Which lines of the material below contain the word "background"? Filter them out and copy each one in full.

Coordinate labeling data:
____

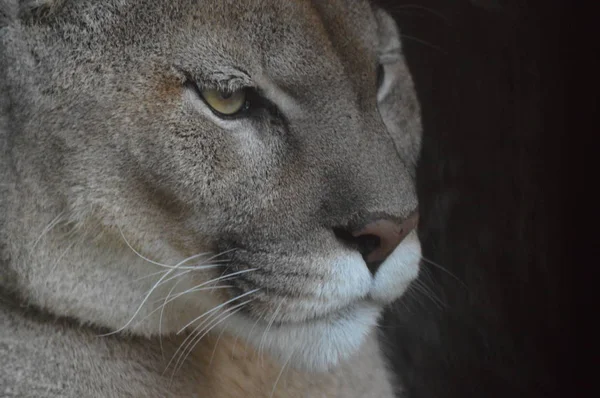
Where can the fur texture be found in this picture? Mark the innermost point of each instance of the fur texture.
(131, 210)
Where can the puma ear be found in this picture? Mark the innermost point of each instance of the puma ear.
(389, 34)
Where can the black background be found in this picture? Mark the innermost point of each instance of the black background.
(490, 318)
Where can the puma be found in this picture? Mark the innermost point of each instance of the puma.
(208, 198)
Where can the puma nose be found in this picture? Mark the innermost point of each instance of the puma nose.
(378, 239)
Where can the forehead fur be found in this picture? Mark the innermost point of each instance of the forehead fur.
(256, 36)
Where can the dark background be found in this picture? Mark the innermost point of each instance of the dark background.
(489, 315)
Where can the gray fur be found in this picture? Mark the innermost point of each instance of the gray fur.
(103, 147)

____

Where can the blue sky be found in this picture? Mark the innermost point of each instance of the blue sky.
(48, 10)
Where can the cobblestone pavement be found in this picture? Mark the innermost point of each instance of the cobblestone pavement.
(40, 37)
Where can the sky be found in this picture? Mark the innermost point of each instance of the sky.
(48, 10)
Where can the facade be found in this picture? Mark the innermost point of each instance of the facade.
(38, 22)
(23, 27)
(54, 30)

____

[Completed exercise]
Where can the black background be found in this picture? Mark the innermost point of each instance of the black background.
Where can the dark background be found in this picture? Mark the innermost point of each instance of the dark background.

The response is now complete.